▸ **Provided data**
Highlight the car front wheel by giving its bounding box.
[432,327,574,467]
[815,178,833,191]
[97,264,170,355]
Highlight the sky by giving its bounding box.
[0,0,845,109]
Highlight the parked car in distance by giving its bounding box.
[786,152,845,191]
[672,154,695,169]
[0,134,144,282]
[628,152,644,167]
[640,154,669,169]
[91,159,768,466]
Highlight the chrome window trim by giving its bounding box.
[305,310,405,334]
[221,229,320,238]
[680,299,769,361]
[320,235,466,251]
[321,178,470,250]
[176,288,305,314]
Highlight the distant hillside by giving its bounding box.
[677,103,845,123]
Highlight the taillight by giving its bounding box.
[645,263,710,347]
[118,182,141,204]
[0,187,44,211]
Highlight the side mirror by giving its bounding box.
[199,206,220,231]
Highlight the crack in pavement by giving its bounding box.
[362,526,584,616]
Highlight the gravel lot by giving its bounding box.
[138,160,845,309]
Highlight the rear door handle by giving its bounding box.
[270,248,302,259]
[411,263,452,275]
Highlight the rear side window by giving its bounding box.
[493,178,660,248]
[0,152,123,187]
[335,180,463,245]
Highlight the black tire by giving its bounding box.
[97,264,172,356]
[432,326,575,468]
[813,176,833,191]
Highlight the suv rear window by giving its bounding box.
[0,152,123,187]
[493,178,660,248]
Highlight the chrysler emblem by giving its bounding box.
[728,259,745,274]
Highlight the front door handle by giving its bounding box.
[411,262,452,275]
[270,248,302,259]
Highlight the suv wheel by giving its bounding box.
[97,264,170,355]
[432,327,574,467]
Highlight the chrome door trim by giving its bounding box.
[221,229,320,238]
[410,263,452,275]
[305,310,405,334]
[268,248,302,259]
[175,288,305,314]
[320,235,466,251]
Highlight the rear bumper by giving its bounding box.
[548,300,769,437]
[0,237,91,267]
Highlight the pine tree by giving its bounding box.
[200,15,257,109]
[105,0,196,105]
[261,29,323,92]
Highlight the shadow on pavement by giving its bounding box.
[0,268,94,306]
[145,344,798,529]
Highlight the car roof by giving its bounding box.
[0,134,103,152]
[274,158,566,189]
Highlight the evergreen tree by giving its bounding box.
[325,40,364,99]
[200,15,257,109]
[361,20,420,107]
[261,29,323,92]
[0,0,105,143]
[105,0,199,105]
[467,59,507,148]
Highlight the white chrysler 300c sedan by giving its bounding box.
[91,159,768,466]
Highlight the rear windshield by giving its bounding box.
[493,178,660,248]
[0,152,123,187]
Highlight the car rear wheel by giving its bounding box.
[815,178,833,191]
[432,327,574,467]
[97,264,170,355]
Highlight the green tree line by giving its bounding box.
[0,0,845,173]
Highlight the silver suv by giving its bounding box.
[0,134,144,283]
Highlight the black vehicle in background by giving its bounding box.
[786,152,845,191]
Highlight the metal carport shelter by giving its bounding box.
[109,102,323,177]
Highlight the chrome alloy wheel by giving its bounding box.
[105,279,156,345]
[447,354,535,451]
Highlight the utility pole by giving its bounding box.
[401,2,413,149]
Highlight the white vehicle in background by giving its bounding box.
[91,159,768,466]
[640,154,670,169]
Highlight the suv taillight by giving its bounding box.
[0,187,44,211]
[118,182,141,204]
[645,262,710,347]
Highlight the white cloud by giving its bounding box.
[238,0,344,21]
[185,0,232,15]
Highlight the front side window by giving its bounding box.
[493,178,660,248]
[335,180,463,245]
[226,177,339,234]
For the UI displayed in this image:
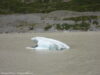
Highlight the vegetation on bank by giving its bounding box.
[0,0,100,14]
[56,22,90,31]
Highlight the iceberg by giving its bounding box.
[27,37,70,50]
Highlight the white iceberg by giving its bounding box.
[27,37,70,50]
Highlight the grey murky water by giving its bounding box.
[0,32,100,75]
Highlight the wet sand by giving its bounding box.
[0,32,100,75]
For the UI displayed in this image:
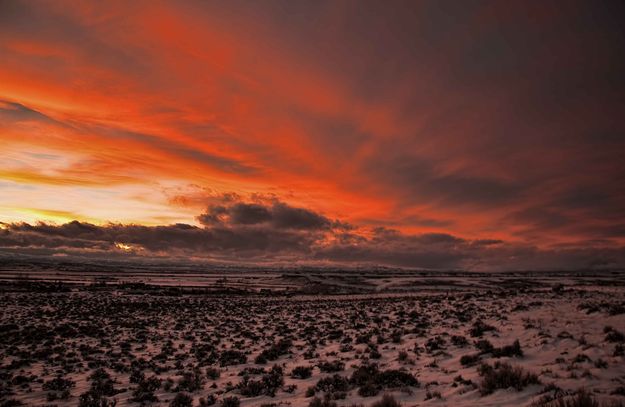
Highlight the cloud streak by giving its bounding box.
[0,197,625,270]
[0,0,625,267]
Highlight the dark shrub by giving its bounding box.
[469,319,495,338]
[219,349,247,367]
[200,394,216,407]
[308,397,337,407]
[371,394,401,407]
[460,354,480,366]
[237,365,284,397]
[317,360,345,373]
[169,393,193,407]
[315,374,349,393]
[291,366,313,379]
[220,396,241,407]
[176,368,204,393]
[493,339,523,358]
[206,367,221,380]
[478,362,540,395]
[131,376,161,403]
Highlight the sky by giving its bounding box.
[0,0,625,270]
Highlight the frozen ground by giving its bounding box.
[0,272,625,406]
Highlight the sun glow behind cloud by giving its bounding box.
[0,1,625,270]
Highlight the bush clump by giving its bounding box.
[478,362,540,396]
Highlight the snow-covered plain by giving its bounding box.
[0,273,625,407]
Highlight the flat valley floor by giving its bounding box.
[0,273,625,407]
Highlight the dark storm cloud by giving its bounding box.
[0,99,56,125]
[198,201,332,230]
[0,197,625,270]
[366,155,524,207]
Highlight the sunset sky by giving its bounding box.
[0,0,625,270]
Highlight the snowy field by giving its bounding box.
[0,273,625,407]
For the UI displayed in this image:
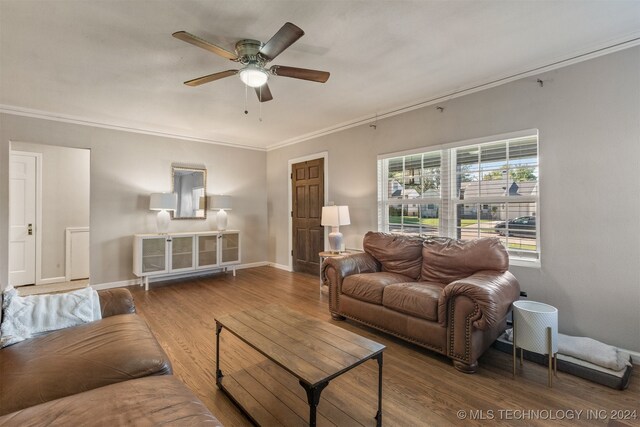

▸ **Exercise description**
Output all of the lines above as a numbered list, skipping any blank lines and leaving the pictures out.

▸ **Exercise output**
1. Highlight the car front wheel by giving its bounding box.
2. [432,327,574,467]
3. [815,178,833,191]
4. [97,264,170,355]
5. Highlight the sky by giving its bounding box.
6. [0,0,845,109]
7. Highlight the parked car in distance by giving its bounding box.
8. [786,152,845,191]
9. [672,154,695,169]
10. [0,134,144,282]
11. [628,152,644,167]
12. [640,154,669,169]
13. [91,159,768,466]
14. Highlight the chrome window trim by giving its bounding box.
15. [305,310,405,334]
16. [221,229,320,238]
17. [680,299,769,361]
18. [320,235,466,251]
19. [321,178,470,250]
20. [176,288,305,314]
21. Highlight the distant hillside by giving its bounding box.
22. [677,103,845,123]
23. Highlight the taillight by giving its bounding box.
24. [645,263,710,347]
25. [118,182,141,204]
26. [0,187,44,211]
27. Highlight the side mirror by giving its bounding box.
28. [199,206,220,231]
29. Highlight the crack in pavement by giving its bounding box.
30. [362,526,584,616]
31. Highlight the gravel lot by giving its bounding box.
32. [138,160,845,309]
33. Highlight the rear door handle by giving its bounding box.
34. [270,248,302,259]
35. [411,263,452,275]
36. Highlight the rear side window by giving its bounding box.
37. [493,178,660,248]
38. [0,152,123,187]
39. [335,180,463,245]
40. Highlight the black tire by giving its bounding box.
41. [97,264,172,356]
42. [432,326,575,468]
43. [813,176,833,191]
44. Highlight the suv rear window by giving its bounding box.
45. [0,152,123,187]
46. [493,178,660,248]
47. Highlight the chrysler emblem by giving its bounding box.
48. [728,259,745,274]
49. Highlight the front door handle by giving its bounding box.
50. [411,262,452,275]
51. [270,248,302,259]
52. Highlight the suv wheel by giving its bounding box.
53. [97,264,170,355]
54. [432,327,574,467]
55. Highlight the chrome door trim by giving its bounding box.
56. [221,229,320,238]
57. [410,263,452,275]
58. [305,310,405,334]
59. [268,248,302,259]
60. [175,288,305,314]
61. [320,235,466,251]
62. Highlight the rear bumper by giving its bounding box.
63. [548,300,769,437]
64. [0,237,91,267]
65. Highlight the pine tree by giving its bounding box.
66. [200,15,257,109]
67. [105,0,196,105]
68. [261,29,323,92]
69. Highlight the shadow on pavement by giving its bounding box.
70. [0,268,94,306]
71. [145,344,798,529]
72. Highlight the car roof by giving its bounding box.
73. [0,134,103,152]
74. [274,158,566,189]
75. Highlight the evergreen tree by giving its bounding box.
76. [325,40,364,99]
77. [200,15,257,109]
78. [361,20,420,107]
79. [261,29,323,92]
80. [0,0,105,143]
81. [105,0,199,105]
82. [467,59,507,148]
83. Highlight the white chrysler 300c sedan by giving its bounding box.
84. [91,159,768,466]
85. Highlight the rear windshield by giving its bounding box.
86. [493,178,660,248]
87. [0,152,123,187]
88. Highlight the car rear wheel by giving its bounding box.
89. [815,178,833,191]
90. [432,327,574,467]
91. [97,264,170,355]
92. Highlight the green tree line by giving its bounding box.
93. [0,0,845,173]
94. Highlight the silver suv by giving its bounding box.
95. [0,134,144,283]
96. Highlight the black vehicle in background by giving its bounding box.
97. [786,152,845,191]
98. Highlight the metal carport shelter by giving its bounding box.
99. [109,102,323,177]
100. Highlight the chrome alloy wheel by giving its bounding box.
101. [105,279,156,345]
102. [447,354,535,451]
103. Highlight the utility pole by giving its bounding box.
104. [401,2,413,149]
105. Highlight the white vehicle in background by giving its bounding box.
106. [91,159,768,466]
107. [640,154,670,169]
108. Highlight the suv taillight by giving its bounding box.
109. [0,187,44,211]
110. [118,182,141,204]
111. [645,262,710,347]
112. Highlight the white cloud by giving its bounding box.
113. [238,0,344,21]
114. [185,0,232,15]
115. Highlight the front side window by giving its bounding box.
116. [493,178,660,248]
117. [335,180,463,245]
118. [226,177,339,234]
119. For the UI displayed in this image:
120. Highlight the vegetation on bank by giving its bounding box.
121. [0,0,100,14]
122. [56,22,90,31]
123. Highlight the iceberg by giving its bounding box.
124. [27,37,70,50]
125. Highlight the white iceberg by giving its bounding box.
126. [27,37,70,50]
127. Highlight the grey murky water by giving its bounding box.
128. [0,32,100,75]
129. Highlight the wet sand by giving its bounding box.
130. [0,32,100,75]
131. For the UI displayed in this image:
132. Highlight the cloud streak by giving its bounding box.
133. [0,197,625,270]
134. [0,0,625,267]
135. Highlight the dark shrub by giving its bounding box.
136. [469,319,495,338]
137. [219,349,247,367]
138. [200,394,216,407]
139. [308,397,337,407]
140. [371,394,401,407]
141. [460,354,480,366]
142. [237,365,284,397]
143. [317,360,345,373]
144. [169,393,193,407]
145. [315,374,349,393]
146. [291,366,313,379]
147. [220,396,241,407]
148. [176,368,204,393]
149. [493,339,523,358]
150. [206,367,221,380]
151. [478,362,540,395]
152. [131,376,161,403]
153. Highlight the sky by giving its bounding box.
154. [0,0,625,270]
155. Highlight the frozen ground by giving its bounding box.
156. [0,272,625,406]
157. Highlight the sun glow behind cloud by giving its bounding box.
158. [0,1,625,270]
159. Highlight the bush clump by giving its bounding box.
160. [478,362,540,396]
161. Highlight the snow-covered plain by giving its bounding box.
162. [0,273,625,407]
163. Highlight the flat valley floor by giving its bounding box.
164. [0,273,625,407]
165. Highlight the dark storm cloud by giving its bounding box.
166. [0,99,56,125]
167. [198,201,332,230]
168. [0,197,625,270]
169. [366,155,524,207]
170. Highlight the sunset sky by giving its bounding box.
171. [0,0,625,270]
172. Highlight the snowy field by giving its bounding box.
173. [0,273,625,407]
174. For the UI displayed in this image:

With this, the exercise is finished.